A faithful, complete transcript of the entries below, without pictures, should be returned.
___ Entries supplied ___
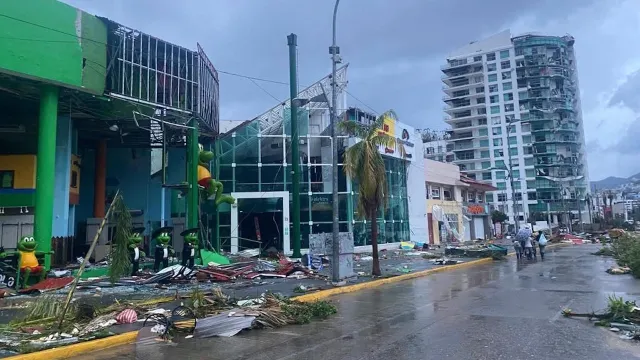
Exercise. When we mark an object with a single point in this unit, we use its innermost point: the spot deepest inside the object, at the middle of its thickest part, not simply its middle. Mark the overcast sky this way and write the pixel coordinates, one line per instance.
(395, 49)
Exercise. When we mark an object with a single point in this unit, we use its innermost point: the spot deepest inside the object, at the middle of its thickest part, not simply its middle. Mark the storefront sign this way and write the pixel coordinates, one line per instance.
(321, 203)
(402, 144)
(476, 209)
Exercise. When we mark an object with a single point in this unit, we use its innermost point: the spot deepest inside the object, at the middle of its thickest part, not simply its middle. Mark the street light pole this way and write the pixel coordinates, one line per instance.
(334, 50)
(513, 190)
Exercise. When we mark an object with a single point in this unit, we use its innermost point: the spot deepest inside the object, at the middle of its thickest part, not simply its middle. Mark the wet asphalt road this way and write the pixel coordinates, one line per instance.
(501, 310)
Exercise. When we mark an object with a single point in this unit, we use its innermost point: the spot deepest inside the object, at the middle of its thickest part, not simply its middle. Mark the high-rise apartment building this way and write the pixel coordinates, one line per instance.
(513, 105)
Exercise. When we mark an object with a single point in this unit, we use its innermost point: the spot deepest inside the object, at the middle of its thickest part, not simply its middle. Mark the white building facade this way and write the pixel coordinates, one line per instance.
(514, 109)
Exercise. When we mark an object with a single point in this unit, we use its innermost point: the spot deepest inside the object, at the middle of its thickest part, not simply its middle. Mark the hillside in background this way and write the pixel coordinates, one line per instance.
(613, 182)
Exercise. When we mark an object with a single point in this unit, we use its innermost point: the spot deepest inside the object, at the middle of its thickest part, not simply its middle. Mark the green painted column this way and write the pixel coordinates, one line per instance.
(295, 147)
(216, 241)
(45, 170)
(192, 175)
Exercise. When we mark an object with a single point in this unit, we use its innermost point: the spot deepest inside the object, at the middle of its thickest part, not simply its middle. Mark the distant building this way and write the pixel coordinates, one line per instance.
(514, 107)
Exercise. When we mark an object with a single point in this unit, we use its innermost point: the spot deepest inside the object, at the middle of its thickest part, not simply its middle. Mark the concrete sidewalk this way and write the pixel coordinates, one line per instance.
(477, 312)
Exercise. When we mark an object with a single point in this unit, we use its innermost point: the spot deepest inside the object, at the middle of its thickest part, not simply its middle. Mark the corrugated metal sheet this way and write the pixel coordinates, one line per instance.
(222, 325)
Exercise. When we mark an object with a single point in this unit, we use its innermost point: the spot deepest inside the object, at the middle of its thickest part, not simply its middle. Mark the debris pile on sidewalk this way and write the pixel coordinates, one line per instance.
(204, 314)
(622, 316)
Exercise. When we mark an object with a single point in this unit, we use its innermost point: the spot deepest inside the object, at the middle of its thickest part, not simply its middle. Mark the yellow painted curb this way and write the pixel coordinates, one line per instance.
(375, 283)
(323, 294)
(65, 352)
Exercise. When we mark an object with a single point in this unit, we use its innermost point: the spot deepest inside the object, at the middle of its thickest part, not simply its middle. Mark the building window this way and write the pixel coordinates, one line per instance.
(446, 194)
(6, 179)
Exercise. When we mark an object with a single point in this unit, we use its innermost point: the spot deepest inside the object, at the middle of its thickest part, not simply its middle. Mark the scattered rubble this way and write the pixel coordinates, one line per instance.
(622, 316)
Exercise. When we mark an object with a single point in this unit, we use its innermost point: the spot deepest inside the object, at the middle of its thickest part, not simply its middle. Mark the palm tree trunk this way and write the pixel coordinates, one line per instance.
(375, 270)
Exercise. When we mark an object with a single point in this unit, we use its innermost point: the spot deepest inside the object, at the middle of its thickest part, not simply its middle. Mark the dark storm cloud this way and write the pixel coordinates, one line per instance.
___
Response:
Exercise. When we mark an object with a single point in this unit, we use its innermost point: the spot deepest inside the object, at the middle of its thickest part, not simply its middle. Mark the overcast sky this way and write the pixel coordinates, one line per instance.
(395, 49)
Exercise. When we mark an object with a single point in this unit, we use its innermost point: the spot deepest inside the object, at the middle of its thickest part, not simply its middle. Mark the storefront sign this way and write the pixel coordinates, one line per instance.
(321, 203)
(402, 144)
(476, 209)
Exercise. When we mark an object with a single point in this unit, we use its innermost point: the spot deepest inside the object, at the middle of its thickest part, not simply its middle. Mark the street light pole this way and write the pixel coordinates, one line per instance.
(334, 50)
(513, 190)
Exercise. When we mark an object with a single point in this unit, we use its innermost point: the spot deepest inside the object, at the middle of its thickest part, not simply its middle. Mark the wet asphalt road this way and write the pixel coordinates, one line per instance.
(501, 310)
Exercise. When we mark an object with a single point in this unit, we use its innermost point: the spot deepest inside the object, at the middle of its thickest part, not simply its middle. Mark the high-rise apartment building this way and write the pixel coordinates, one line per instance.
(513, 105)
Exercise. When we mark an object with a single point in this unit, we use its innermost point: the spot deepest inside the object, at the middle of its thickest part, not simply its middle. Mark the white building facade this way and write the pixel coordinates, one line per instance.
(514, 109)
Exercise. When we mark an object with a single point in this unit, we use its innermost point: the spot deepest inside the object, at the middle of its thickest part, not simply its middle. Mark the hillside in background this way and write the pixel coordinates, one line per instance.
(613, 182)
Exercise. When we mark an object with a single point in this unit, we use its innermost point: the spot deepest inside the object, at the middle of its thickest part, not simply its middle. Mark the green painted column this way and write the pixel coordinates, one line per instance.
(295, 147)
(216, 241)
(45, 170)
(192, 175)
Exercise. When we mark an object with a single point in this unit, we use its innermost point: the spot deepest inside the object, at the middle of its thickest part, not simply its middle. Mark the distant building this way and write the pixel coordinates, one line per instance.
(514, 107)
Exercise. When we mark an object with a single point in this unit, we use its innermost point: the spot deepest inside the object, at the middle of its thickest part, not simply its middle. Mark the concrete sidewalk this way and write the pixel coordinates, one line per instance.
(477, 312)
Exercise. When we mark an object with a single point in this unit, we use its innermost point: the spot deepest inside the object, at the middle of its thickest part, not simply its middle. Mark the corrugated metal sheet this way and write the pixel coordinates, one line per instance.
(222, 325)
Exercise. When we mark an object with a single point in this unit, we use its innermost point: the spot deepest inside the object, at the middle of its thickest part, not simply its middle. Mark the debris pile on sidewalk this way and write the pixel coordinates, one line per instance.
(204, 314)
(622, 316)
Exercise. When we mark an object with a single point in this unit, we use its innermost point: the spot deepest inside the object, at the middle of its thickest part, not simply its middle. Mark the yellow painted curb this way and write the pixel coordinates, one line per instance.
(375, 283)
(323, 294)
(65, 352)
Exercise. When we mark an object with a single point in this unit, we use its innermost point: the spot deepest inside the object, at the middle of its thickest part, not simply its middle. Mark the building window this way and write the pixel coordinates, one line per instance.
(446, 194)
(6, 179)
Exercise. When we mark an object with a single point in this unit, we use its innermost point: the spot deepest inside the object, at the middle of its thickest part, not simply its middle. Mark the scattered rubble this way and write the pixel coordinates, one line per instance.
(622, 316)
Exercise. When we mark an object with a single point in this unit, we use its innermost point: the spot deepest inside the object, at the middle of its thickest part, not simply its middle. Mark the palm tree trunk this way and write the pixel coordinates, one line per instance.
(375, 270)
Exercise. When we mark an object with a single point in this unit, we use its innermost point: the spot deepest inside the object, at the middle of its thickest part, not simply its middle. Mark the dark storm cloud this way and write the pixel coordinates, one line per instance.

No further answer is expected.